» **Tareas por realizar**
(1) ¿Concuerdan con el fragmento sobre los venezolanos y la política estas tres afirmaciones? Responde sí o no a cada una y cita literalmente las palabras del fragmento que lo deciden. (a) El analista político afirmó que era muy difícil gobernar un país de 30 y pico de millones de politólogos. (b) Quien escribe preferiría que el verbo "gobernar" se cambiara por "vivir". (c) Quien escribe llama "gobernar" a la tarea incomprensible en la que se vive ensartado.
(2) ¿A quién se espera colectivamente, según el fragmento sobre los venezolanos y la política?
(3) Prolonga el fragmento sobre los venezolanos y la política a partir de donde termina.

» **Fragmento del texto**
—————

Recientemente escuché a un analista político decir que era muy difícil
gobernar un país habitado por 30 y pico de millones de politólogos. Esa
afirmación me gustó, aunque me gustaría mucho más si cambiáramos el verbo
gobernar (una acción que desconocemos en los años actuales) por vivir; una
acción más parecida a lo que hacemos los venezolanos del siglo XXI aunque no a
plenitud, ni mucho menos. Vivimos más bien a trancas y barrancas y con el
credo en la boca, ensartados en una tarea incomprensible a la que llamo politificar. Todo tiene que ver con esto-que-nos-está-pasando. Fieles
cultores de esa especie de destino atávico que nos pone a salvo de cualquier
responsabilidad, solemos repetir consejas y frases hechas, para justificar la
espera colectiva por el "líder" que ponga freno a la rodada; incluso,
quienes con su voto contribuyeron la vez primera a instalar al difunto en las
alturas, hoy, evidenciado un error que ya era obvio en 1999, esgrimen excusas baladíes
para escurrir un bulto que pesa toneladas de culpa.

—————

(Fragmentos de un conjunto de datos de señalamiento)
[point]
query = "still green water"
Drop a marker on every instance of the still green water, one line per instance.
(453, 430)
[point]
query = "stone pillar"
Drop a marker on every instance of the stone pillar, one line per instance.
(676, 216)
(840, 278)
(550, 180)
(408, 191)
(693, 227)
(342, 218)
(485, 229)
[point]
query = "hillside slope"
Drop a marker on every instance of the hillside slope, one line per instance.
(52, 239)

—————

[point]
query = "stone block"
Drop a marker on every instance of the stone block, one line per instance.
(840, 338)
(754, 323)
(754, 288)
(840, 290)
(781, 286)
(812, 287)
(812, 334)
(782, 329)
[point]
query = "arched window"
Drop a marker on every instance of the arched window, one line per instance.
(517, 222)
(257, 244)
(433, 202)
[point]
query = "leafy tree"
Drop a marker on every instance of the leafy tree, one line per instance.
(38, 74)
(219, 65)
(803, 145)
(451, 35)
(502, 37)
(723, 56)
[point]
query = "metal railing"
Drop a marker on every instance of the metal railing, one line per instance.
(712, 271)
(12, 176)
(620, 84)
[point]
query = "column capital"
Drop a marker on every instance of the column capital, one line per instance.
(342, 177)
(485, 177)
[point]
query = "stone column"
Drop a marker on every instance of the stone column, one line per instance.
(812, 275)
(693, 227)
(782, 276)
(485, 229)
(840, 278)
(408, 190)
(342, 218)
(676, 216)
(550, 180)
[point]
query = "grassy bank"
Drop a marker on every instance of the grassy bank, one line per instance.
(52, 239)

—————

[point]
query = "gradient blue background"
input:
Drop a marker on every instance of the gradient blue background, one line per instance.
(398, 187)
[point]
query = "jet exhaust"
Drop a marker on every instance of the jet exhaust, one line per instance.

—————

» **Respuestas por tarea**
(1)
(a) Sí: "era muy difícil gobernar un país habitado por 30 y pico de millones de politólogos".
(b) Sí: "me gustaría mucho más si cambiáramos el verbo gobernar (una acción que desconocemos en los años actuales) por vivir".
(c) No: "una tarea incomprensible a la que llamo politificar".

(2) Al "líder" que ponga freno a la rodada.

(3)
Esto-que-nos-está-pasando, sin embargo, ya está claro: la luz
de los acontecimientos de los últimos días - y lo que nos falta por ver - parece
que comienza a arrojar las primeras muestras de acuerdo, si no en el fondo, al
menos, sin duda alguna, en las formas. Conceptualmente, digamos, hay una voz
colectiva que se oye cada vez con más frecuencia: Dictadura, decimos al unísono
los que vivimos diariamente el desasosiego de un miedo que nos impide ahondar
en la comprensión de esa palabra malsonante tras la cual se esconden todos los
horrores de este mundo. Trujillo, en la remota República Dominicana de los años 40
y 50 se fue a la tumba (de una manera muy sangrienta por cierto) después de
haber diseñado numerosos accidentes de tráfico a la medida de sus opositores.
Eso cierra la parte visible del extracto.